● **The task**
Reproduce the records word for word, apart from the images they contain.

● **Dataset extract**

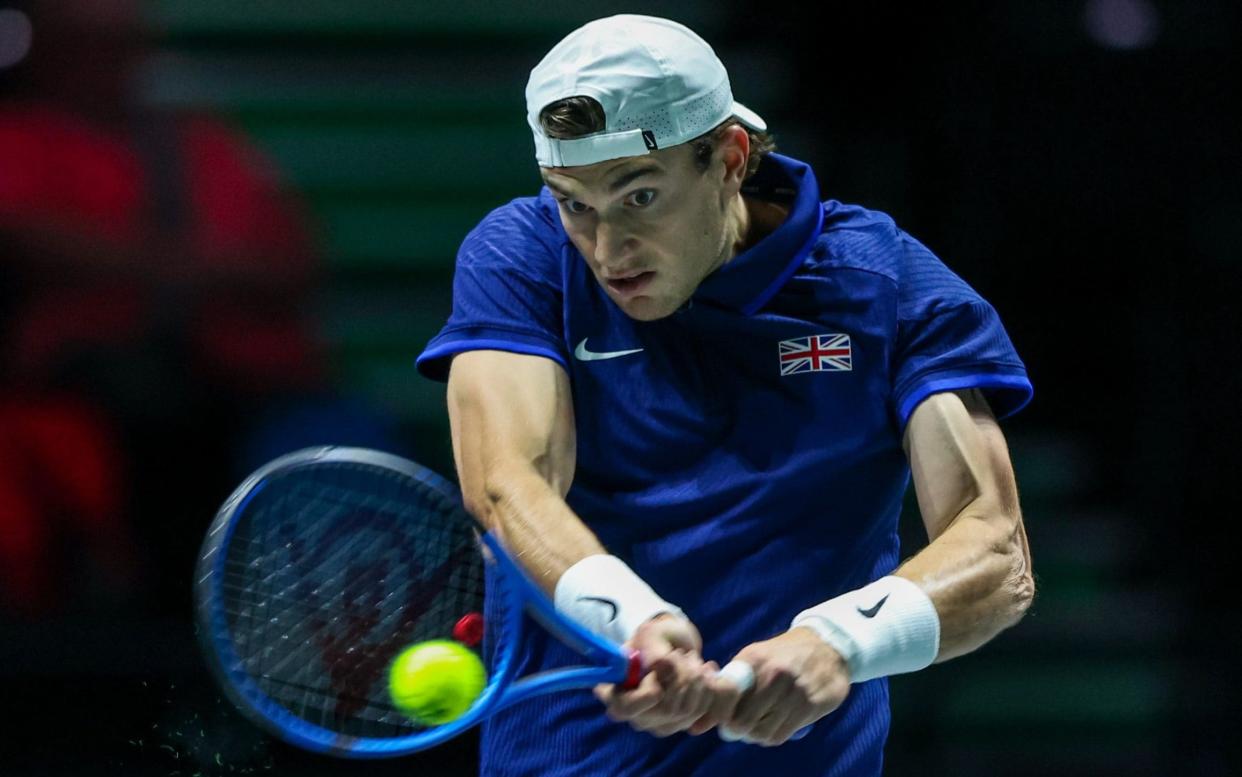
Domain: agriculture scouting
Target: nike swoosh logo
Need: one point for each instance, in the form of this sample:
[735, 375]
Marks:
[581, 354]
[609, 602]
[871, 611]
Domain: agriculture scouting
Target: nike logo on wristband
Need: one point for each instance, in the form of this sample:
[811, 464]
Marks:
[601, 601]
[871, 611]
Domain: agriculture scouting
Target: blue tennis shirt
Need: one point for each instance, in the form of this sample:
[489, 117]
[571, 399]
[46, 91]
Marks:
[747, 462]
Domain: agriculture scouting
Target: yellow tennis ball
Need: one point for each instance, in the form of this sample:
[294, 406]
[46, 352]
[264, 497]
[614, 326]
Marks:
[435, 682]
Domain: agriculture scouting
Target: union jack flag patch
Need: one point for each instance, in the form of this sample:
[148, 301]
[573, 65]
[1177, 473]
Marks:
[816, 354]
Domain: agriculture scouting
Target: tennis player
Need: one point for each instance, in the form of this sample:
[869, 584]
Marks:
[689, 396]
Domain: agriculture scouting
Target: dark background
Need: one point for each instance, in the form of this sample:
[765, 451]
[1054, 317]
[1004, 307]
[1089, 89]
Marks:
[1074, 161]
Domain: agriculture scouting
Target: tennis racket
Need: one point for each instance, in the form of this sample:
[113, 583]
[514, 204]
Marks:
[327, 562]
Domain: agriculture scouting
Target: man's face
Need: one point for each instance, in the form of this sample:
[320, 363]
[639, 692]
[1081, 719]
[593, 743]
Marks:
[651, 227]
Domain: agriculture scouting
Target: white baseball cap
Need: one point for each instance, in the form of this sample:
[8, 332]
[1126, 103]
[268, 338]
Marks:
[658, 82]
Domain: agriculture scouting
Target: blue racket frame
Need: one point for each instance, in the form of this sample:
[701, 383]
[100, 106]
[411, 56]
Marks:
[519, 596]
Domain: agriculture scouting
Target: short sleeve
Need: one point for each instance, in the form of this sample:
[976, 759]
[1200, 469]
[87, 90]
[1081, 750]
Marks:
[949, 339]
[507, 291]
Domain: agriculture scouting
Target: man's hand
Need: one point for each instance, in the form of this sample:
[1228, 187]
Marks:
[799, 679]
[677, 689]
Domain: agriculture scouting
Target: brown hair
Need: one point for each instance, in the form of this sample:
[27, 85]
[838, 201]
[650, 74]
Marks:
[575, 117]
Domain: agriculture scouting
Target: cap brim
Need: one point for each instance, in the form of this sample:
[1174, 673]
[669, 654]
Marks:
[749, 117]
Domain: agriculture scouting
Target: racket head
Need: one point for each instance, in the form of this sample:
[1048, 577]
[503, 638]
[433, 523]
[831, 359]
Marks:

● **Solution**
Domain: agriculture scouting
Target: nike swoosh logo
Need: one point for each instance, in the form of this sample:
[735, 375]
Marks:
[581, 354]
[609, 602]
[871, 611]
Domain: agriculture scouting
Target: nike logo on wristband
Need: one point for each instance, in the form of this sample:
[811, 464]
Marks:
[601, 601]
[871, 611]
Domain: agriculture scouting
Target: blue tennis shirt
Need: one point for each instance, in the form of this sample:
[489, 117]
[571, 399]
[46, 91]
Marks:
[747, 462]
Domain: agriculture scouting
Target: yellow tennis ball
Need: one point for each instance, in the form of this sample:
[294, 406]
[46, 352]
[264, 497]
[614, 326]
Marks:
[435, 682]
Domain: agriculture scouting
Target: union jack flag patch
Need: one point for each instance, in the form of this sample:
[148, 301]
[573, 65]
[1177, 473]
Marks:
[816, 354]
Domain: agriculture scouting
Target: tennis player
Need: one point for each instance, in the form of this sample:
[869, 584]
Marks:
[689, 396]
Domain: agriculture scouting
Target: dark background
Need: one point for each instance, in the form of this sample:
[765, 451]
[1054, 317]
[1004, 307]
[1089, 89]
Marks:
[1074, 161]
Domain: agriculture scouting
Target: tennis racket
Need: one point for each instance, in the form of this sample:
[113, 583]
[514, 204]
Marks:
[327, 562]
Domain: agriculture scouting
Target: man's face
Need: one point for each instance, in the form of this sample:
[320, 363]
[639, 692]
[1081, 719]
[593, 743]
Marks:
[651, 227]
Domain: agriculture scouting
Target: white baseball cap
Need: one point for each instance, in the form of this sample:
[8, 332]
[1126, 103]
[268, 338]
Marks:
[658, 82]
Domain: agriculture scouting
Target: blue racket frame
Need: one point for each instance, in the form of this sample:
[701, 383]
[100, 106]
[411, 56]
Marks:
[519, 596]
Domain: agriculture scouting
Target: short sleeve
Need: one point for each instance, in the form of this sample:
[976, 759]
[1200, 469]
[87, 90]
[1081, 750]
Marks:
[949, 339]
[507, 291]
Domain: agriculture scouting
Target: man's hand
Need: one point for each instance, in the form of this sample:
[1228, 187]
Marks:
[799, 679]
[677, 689]
Domain: agriculture scouting
Target: brown hair
Need: one point for each instance, in the form of this sample:
[27, 85]
[838, 201]
[650, 74]
Marks:
[575, 117]
Domain: agriculture scouting
Target: cap brim
Need: one point for each instance, in the form of this sample:
[1174, 673]
[669, 654]
Marks:
[749, 117]
Domain: agriculture scouting
Target: racket head
Need: one point for each instance, in the form of this sample:
[1048, 577]
[503, 638]
[433, 523]
[831, 359]
Marks:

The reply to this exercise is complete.